-- EXTRACT --
A couple of years later, I was writing a lecture about apocalyptic environmentalism while working at a university in Argentina. Naturally my thoughts turned to McDonough. With the slightest amount of googling, I found both a Fast Company article entitled “Green Guru Gone Wrong” and an episode of Frontline called “Green Dreams.” Both of these were thorough exposés of McDonough that made him look like a greedy and ineffective charlatan who refused to share his ideas, was blind to the failures of his fancy-sounding projects and was, more or less, full of shit. The worst of his hypocrisies was a Chinese eco-village in a town called Huangbaiyu, which was a prototype for the tear-jerking eco-cities I’d seen in his PowerPoint presentation and his TED Talk. The Fast Company article goes:
I had originally heard of McDonough because of a girl I dated sophomore year of college who I’d categorize both ideologically and personality-wise as a tortured pseudo-activist. She’d shared a link with me of McDonough giving a TED Talk (this girl put a lot of stock in the ideology of TED Talks). I never told her about the Fast Company article or the episode of Frontline. I thought it’d make her terminally depressed. For me it was easier: I just scrapped the lecture on apocalyptic environmentalism and talked about sci-fi conspiracy movies instead—movies like The Matrix and The Truman Show, where the hero is trapped in a virtual-reality pseudo-world and struggling to escape.
By the time I discovered McDonough was a phony I had already left the virtual-reality pseudo-world of homework, tests and grades. Pining for utopia and worrying about the apocalypse were no longer necessary daily activities for me. Life felt challenging enough as it was. I didn’t want the world to get wiped away; I wanted experience.

-- WORK TO COMPLETE --
1. Summarize the passage about McDonough in two sentences.
2. Write the next part of the passage about McDonough, picking up after its last sentence.
The data that comes next has no connection to the passage about McDonough.

(Point-labeling examples)

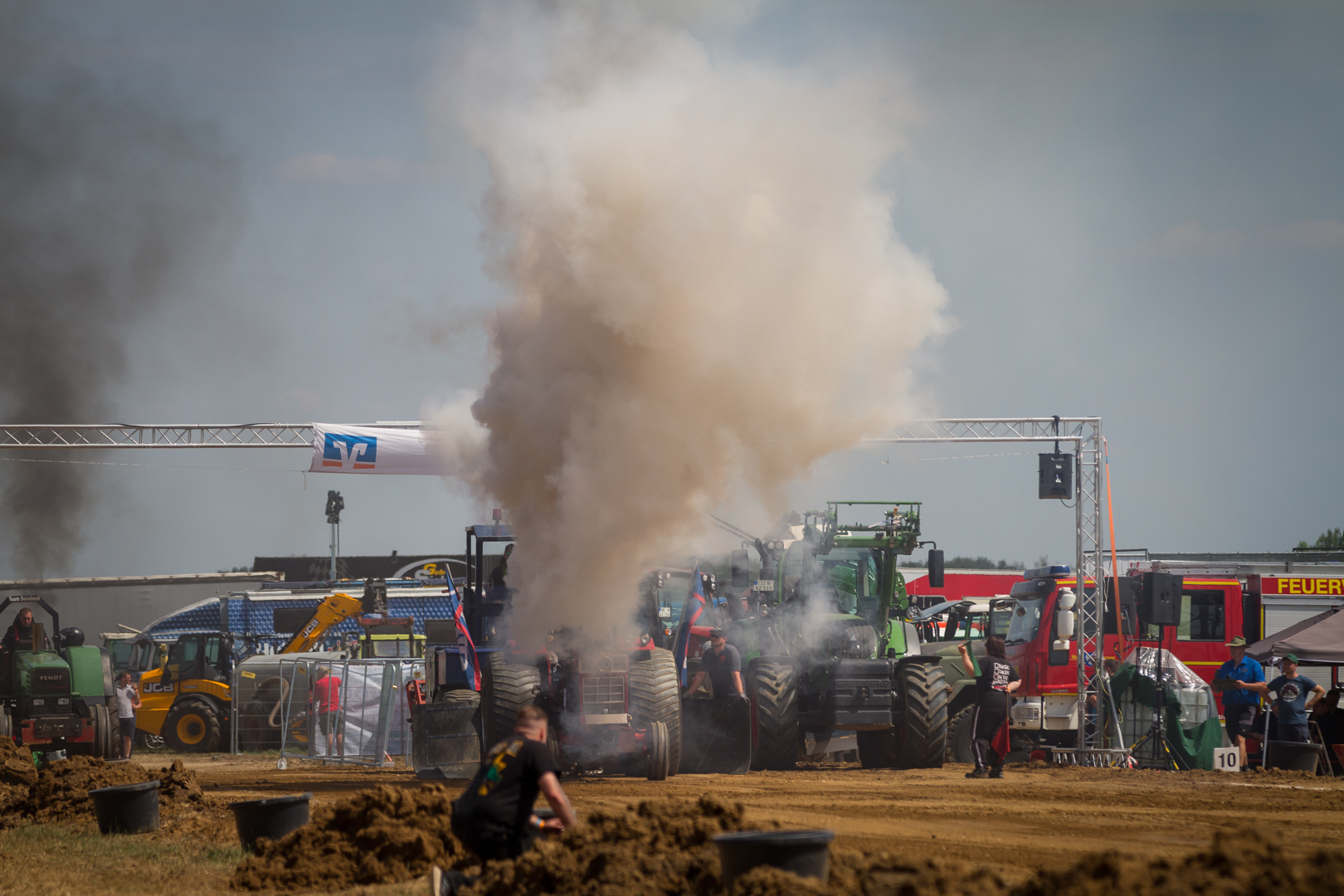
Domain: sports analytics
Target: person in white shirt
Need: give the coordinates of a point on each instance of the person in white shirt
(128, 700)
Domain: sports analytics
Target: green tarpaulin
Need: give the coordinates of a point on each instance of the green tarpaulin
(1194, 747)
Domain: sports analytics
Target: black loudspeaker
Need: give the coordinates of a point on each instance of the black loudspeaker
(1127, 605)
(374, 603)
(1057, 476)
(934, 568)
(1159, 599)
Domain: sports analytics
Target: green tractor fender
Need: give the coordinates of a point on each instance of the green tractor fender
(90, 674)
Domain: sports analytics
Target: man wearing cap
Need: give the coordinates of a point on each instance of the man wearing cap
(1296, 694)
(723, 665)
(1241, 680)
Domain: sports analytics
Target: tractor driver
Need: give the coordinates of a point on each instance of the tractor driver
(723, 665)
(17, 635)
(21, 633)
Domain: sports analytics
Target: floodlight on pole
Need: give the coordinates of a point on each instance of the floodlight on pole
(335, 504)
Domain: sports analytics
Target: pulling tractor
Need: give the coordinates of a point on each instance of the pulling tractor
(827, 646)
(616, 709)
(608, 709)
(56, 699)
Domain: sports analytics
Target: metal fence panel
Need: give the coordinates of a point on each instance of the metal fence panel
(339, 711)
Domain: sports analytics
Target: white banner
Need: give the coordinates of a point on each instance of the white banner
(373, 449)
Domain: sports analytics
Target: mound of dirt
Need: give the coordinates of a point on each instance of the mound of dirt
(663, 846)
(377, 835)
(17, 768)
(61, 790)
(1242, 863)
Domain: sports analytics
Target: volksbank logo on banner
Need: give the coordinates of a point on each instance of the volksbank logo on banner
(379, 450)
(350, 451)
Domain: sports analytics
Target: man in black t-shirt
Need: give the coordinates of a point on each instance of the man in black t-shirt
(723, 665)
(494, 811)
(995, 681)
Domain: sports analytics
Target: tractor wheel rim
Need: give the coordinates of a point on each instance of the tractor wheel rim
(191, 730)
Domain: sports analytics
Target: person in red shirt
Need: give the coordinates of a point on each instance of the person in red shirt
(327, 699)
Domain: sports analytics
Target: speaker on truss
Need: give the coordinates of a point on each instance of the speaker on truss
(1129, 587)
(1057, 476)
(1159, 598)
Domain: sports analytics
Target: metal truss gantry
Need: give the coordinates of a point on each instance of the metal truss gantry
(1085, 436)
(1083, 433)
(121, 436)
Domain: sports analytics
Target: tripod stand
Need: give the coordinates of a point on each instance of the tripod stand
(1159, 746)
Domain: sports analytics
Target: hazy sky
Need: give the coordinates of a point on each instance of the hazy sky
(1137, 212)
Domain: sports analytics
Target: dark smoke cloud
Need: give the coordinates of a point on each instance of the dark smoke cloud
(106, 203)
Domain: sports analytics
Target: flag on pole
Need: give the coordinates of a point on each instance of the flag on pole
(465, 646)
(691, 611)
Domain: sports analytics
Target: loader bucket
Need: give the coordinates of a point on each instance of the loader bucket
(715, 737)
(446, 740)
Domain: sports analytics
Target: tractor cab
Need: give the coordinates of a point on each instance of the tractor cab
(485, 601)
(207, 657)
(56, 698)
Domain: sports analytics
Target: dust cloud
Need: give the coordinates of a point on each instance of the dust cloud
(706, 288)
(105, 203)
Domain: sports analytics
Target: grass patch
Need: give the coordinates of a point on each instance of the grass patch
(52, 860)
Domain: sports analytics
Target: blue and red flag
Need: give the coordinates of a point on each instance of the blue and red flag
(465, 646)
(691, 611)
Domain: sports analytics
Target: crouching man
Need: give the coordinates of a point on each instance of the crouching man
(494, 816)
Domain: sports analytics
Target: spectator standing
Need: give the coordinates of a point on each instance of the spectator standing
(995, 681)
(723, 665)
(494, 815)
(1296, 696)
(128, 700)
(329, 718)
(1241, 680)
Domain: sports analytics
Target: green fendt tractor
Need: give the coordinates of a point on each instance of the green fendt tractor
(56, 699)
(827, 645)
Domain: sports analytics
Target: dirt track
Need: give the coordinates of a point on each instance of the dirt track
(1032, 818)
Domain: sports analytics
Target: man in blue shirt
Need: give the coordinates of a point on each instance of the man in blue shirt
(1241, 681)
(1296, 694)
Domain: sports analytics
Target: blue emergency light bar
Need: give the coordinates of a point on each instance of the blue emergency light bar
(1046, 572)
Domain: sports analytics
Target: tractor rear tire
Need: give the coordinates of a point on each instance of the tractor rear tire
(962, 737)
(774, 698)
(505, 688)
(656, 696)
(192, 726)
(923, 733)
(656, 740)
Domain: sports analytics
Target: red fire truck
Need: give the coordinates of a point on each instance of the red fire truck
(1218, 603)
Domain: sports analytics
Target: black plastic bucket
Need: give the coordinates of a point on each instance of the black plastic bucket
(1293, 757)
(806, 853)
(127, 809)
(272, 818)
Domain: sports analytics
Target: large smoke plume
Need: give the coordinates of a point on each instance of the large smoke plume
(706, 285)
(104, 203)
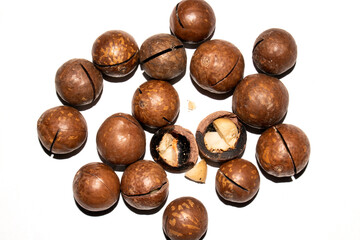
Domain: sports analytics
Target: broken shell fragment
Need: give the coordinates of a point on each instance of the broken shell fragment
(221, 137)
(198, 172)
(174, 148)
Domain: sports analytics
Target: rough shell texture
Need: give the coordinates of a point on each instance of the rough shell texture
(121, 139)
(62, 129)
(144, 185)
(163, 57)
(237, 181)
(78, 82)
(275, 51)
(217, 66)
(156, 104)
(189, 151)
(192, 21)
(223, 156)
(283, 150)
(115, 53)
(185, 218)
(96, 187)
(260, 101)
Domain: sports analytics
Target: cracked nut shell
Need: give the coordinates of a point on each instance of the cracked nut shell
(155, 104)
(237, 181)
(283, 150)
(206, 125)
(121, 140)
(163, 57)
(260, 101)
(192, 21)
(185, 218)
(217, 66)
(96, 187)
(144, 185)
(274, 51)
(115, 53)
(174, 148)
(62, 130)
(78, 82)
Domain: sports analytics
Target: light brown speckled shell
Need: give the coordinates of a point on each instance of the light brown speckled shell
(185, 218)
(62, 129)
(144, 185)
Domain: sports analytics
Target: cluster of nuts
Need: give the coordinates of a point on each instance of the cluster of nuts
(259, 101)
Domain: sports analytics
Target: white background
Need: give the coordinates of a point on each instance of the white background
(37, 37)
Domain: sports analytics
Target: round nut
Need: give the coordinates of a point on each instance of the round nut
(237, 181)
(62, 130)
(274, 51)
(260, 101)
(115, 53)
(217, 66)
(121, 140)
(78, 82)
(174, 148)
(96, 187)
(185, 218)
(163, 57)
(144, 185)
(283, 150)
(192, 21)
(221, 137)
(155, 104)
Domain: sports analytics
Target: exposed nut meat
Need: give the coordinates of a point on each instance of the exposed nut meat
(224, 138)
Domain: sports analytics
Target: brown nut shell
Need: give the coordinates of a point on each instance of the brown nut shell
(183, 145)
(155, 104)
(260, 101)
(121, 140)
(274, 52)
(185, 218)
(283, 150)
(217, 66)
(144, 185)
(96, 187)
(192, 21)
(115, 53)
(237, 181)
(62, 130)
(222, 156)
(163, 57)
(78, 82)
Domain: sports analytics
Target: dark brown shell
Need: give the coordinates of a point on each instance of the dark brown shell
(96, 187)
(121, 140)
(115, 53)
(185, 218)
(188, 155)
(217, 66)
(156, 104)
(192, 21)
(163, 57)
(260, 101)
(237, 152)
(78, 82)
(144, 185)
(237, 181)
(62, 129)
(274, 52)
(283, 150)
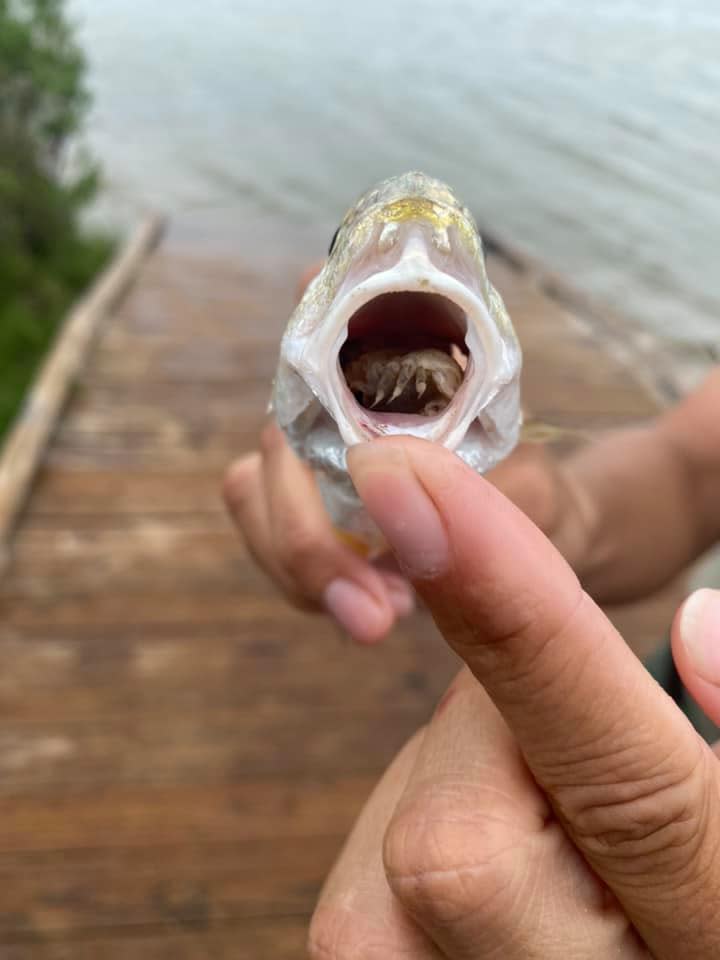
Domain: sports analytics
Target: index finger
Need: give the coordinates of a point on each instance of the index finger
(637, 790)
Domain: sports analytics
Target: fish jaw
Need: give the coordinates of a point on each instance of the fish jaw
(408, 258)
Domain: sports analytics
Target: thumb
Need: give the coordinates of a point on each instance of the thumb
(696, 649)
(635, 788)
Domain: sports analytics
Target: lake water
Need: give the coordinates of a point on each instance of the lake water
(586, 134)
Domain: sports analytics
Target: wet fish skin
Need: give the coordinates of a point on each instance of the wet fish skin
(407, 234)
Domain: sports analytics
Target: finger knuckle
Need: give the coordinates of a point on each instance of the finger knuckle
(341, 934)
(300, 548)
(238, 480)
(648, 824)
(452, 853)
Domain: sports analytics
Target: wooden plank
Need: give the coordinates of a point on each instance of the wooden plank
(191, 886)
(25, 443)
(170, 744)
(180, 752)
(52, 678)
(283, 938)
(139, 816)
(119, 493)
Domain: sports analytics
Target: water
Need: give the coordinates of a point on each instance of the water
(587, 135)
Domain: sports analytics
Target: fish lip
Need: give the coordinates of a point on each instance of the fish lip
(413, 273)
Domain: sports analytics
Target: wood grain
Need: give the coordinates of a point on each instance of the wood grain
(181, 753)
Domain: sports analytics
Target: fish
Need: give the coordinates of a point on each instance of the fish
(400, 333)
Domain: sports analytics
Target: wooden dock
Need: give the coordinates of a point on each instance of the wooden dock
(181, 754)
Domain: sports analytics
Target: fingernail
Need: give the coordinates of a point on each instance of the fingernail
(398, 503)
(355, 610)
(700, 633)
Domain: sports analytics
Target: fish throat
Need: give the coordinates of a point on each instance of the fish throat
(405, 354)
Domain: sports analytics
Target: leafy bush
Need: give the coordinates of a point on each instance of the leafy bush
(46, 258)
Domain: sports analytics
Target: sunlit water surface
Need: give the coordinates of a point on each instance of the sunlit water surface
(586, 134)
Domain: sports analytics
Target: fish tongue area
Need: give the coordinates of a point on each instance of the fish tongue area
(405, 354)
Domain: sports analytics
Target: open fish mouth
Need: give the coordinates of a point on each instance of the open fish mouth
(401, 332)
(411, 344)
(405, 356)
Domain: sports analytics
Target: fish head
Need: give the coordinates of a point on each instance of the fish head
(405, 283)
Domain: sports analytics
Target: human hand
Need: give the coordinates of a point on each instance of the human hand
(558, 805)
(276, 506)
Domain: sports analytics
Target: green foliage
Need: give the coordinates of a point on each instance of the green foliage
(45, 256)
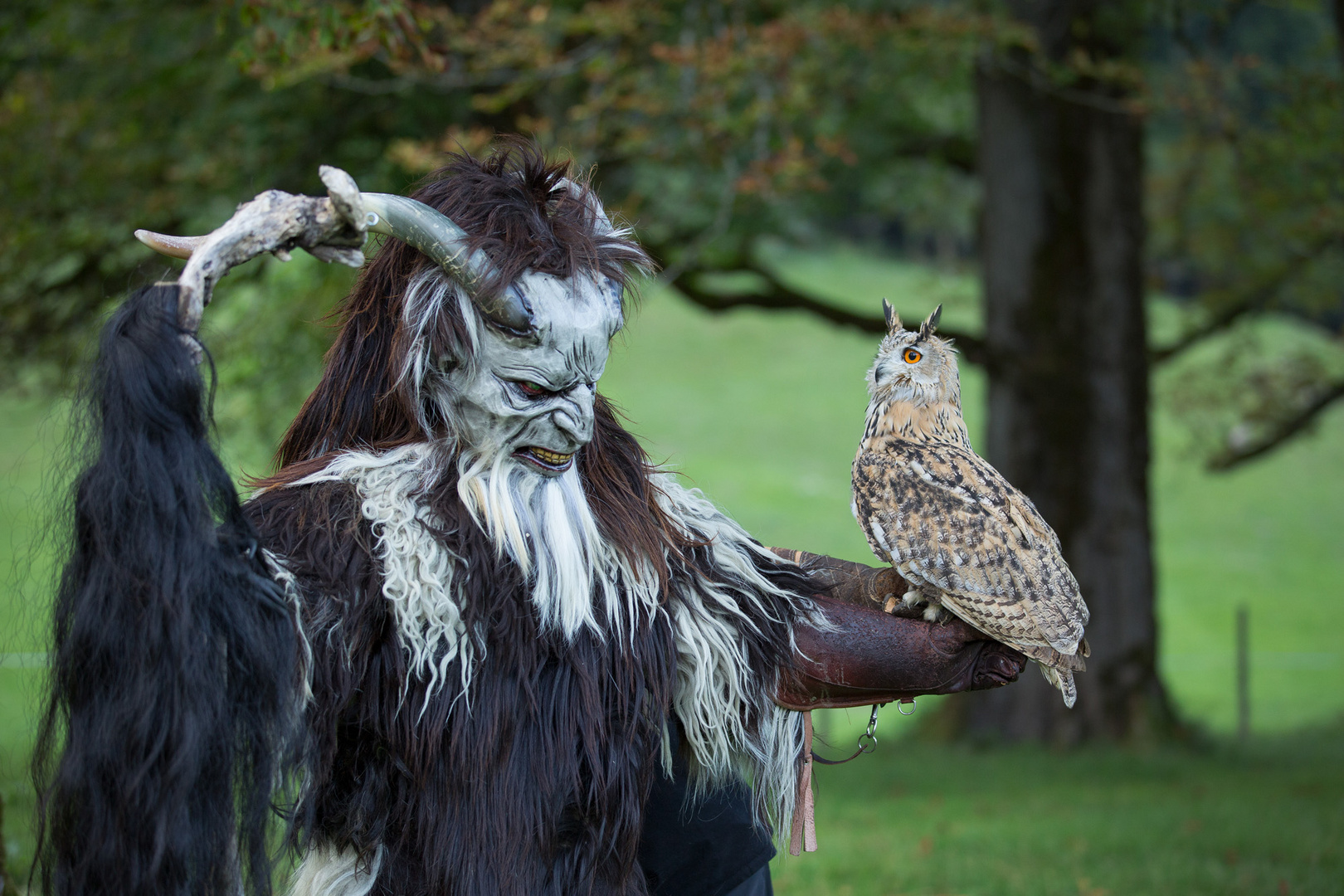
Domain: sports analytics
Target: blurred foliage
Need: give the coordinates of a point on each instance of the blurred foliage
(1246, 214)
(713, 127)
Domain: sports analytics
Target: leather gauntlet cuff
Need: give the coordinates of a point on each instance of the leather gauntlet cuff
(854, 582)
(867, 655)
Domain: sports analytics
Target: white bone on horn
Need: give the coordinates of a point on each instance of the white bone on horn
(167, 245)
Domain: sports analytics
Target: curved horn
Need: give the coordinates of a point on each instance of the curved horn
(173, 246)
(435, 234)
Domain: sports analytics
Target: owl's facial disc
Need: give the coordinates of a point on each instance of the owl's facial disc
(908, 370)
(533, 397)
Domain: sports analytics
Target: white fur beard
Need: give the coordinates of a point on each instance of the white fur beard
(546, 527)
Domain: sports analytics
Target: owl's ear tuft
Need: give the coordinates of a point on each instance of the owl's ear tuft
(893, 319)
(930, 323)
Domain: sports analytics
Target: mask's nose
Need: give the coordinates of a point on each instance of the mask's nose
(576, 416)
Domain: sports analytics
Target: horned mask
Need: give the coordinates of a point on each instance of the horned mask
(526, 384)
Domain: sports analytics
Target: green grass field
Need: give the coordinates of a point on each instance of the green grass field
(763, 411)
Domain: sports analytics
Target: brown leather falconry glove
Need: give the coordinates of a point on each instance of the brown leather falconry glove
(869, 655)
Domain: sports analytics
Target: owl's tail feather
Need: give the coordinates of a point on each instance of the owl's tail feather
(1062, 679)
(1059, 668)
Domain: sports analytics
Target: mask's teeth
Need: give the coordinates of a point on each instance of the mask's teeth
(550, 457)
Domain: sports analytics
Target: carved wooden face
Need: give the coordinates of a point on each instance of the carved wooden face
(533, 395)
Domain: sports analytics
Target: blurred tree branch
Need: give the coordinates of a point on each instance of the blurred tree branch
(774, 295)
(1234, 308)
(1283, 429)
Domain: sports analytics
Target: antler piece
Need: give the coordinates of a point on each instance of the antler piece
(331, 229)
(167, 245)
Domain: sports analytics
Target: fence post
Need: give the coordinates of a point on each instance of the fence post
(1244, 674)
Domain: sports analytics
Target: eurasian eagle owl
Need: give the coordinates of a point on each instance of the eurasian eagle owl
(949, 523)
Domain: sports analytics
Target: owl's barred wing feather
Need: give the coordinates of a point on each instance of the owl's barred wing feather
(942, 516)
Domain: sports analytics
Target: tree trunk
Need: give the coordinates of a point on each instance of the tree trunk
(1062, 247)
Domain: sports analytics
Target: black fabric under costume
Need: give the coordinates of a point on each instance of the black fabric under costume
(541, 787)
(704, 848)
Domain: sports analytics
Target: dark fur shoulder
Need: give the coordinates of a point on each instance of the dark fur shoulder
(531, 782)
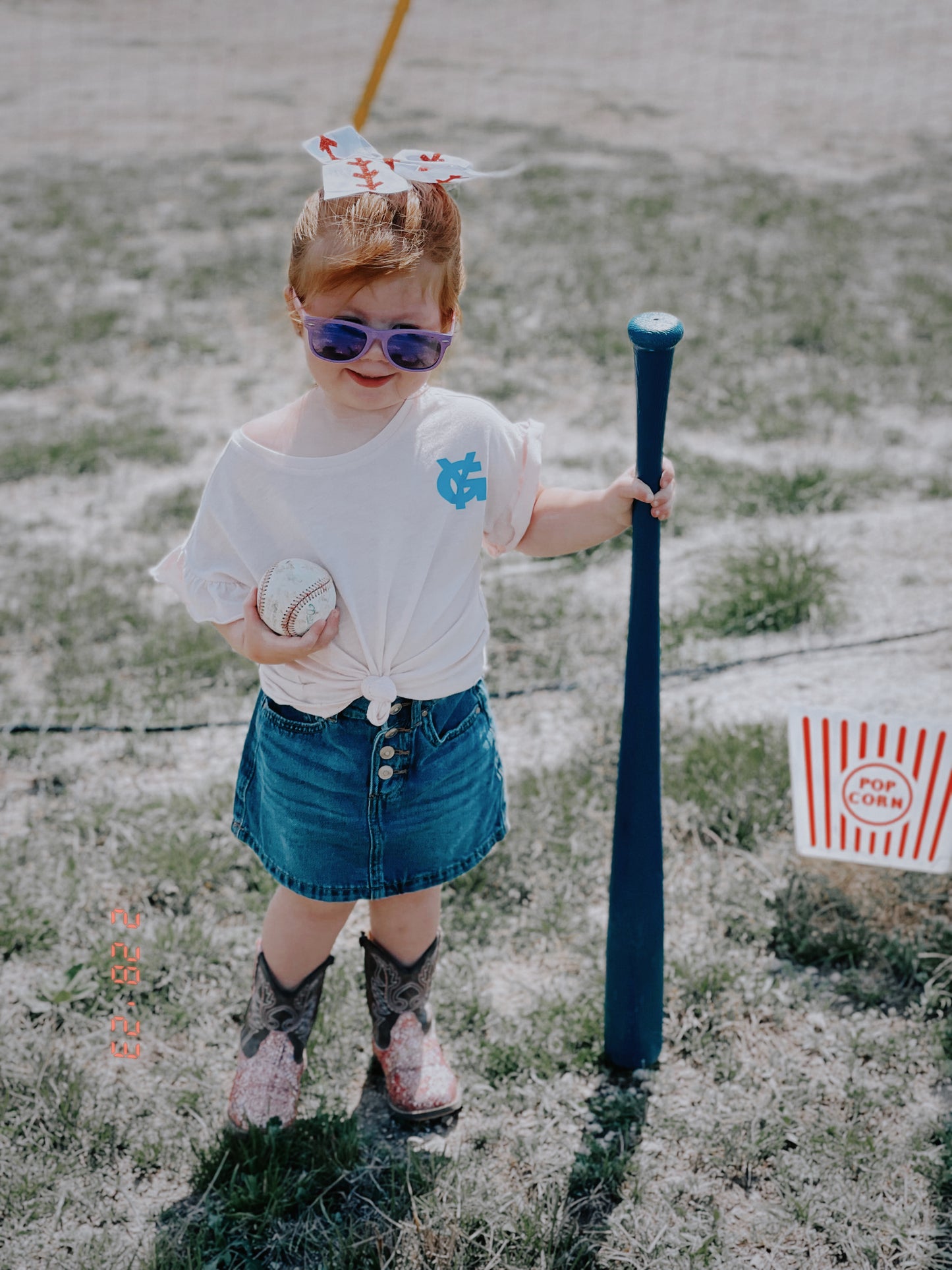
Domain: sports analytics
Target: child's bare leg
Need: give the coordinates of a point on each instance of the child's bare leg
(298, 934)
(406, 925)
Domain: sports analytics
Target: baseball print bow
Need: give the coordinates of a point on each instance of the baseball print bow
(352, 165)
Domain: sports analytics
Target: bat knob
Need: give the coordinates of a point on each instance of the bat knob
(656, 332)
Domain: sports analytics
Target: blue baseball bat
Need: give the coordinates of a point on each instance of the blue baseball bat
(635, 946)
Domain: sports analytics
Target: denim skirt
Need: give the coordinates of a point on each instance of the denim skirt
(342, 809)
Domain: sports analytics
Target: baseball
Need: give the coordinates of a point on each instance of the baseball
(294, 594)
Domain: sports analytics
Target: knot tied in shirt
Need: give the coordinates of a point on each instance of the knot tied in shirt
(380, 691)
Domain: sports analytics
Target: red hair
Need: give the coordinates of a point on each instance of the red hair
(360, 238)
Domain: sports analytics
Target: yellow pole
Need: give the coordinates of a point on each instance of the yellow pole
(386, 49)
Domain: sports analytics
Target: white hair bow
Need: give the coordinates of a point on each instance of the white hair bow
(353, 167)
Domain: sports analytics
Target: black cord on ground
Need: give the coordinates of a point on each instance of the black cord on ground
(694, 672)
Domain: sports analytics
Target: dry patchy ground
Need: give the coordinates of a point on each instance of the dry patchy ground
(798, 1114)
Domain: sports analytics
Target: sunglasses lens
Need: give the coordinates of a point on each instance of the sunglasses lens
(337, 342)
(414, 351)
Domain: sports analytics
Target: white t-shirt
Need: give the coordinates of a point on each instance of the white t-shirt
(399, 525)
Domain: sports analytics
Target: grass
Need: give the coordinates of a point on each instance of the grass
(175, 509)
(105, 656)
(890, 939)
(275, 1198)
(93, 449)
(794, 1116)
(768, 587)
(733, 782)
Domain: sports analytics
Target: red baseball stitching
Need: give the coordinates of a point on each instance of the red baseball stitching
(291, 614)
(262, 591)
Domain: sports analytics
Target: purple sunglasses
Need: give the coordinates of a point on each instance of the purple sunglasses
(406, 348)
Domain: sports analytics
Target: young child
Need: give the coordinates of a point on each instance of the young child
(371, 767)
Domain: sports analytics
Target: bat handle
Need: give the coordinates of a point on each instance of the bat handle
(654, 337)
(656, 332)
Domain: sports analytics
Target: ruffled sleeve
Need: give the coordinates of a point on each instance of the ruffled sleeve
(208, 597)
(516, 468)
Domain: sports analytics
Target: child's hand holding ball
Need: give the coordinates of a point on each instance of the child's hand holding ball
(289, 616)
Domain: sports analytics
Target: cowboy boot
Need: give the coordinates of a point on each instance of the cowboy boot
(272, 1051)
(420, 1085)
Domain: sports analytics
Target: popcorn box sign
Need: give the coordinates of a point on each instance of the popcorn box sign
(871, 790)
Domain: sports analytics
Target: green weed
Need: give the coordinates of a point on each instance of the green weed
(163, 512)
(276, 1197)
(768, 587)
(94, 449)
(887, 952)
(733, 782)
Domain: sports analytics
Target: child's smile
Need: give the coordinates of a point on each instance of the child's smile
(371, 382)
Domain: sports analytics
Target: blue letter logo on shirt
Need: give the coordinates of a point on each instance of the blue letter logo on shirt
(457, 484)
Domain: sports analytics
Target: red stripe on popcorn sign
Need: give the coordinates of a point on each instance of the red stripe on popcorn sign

-- SOLVED TASKS --
1. While writing a lecture on apocalyptic environmentalism at a university in Argentina, the writer found a Fast Company article and a Frontline episode that exposed McDonough as a greedy, ineffective charlatan, with a Chinese eco-village in Huangbaiyu as his worst hypocrisy. The writer never told the college girlfriend who had shared McDonough's TED Talk, dropped the lecture in favor of sci-fi conspiracy movies, and by then had left school behind and wanted experience rather than utopia or apocalypse.

2.
●
I had met the TED girl in a philosophy class that orbited around the theories of Frithjof Bergmann. Bergmann was the protégé of the Nietzsche translator Walter Kaufmann at Princeton in the 1950s. Later on he became friends with Allen Ginsberg and rode the “Further” bus with the Merry Pranksters before eventually becoming a Continental philosophy specialist at the University of Michigan. There he advised many of the graduate students interested in Hegel, Nietzsche and Sartre, including both the professor who was teaching my class and Robert Solomon, who gave a monologue in the movie Waking Life (2001) about why existentialism is a more life-affirming, less solipsistic philosophy than post-structuralism or deconstruction. Anyway, the class on Bergmann was called “Freedom and Work.” We read Bergmann’s sketches for a social revolution as well as his tract On Being Free. The upshot of On Being Free is that freedom has little to do with autonomous choice-making or moral or dutiful behavior and nothing whatsoever to do with God or the nation. Rather, freedom is about becoming a self-possessed person, driven, productive, in the zone life-wise. No one is born free.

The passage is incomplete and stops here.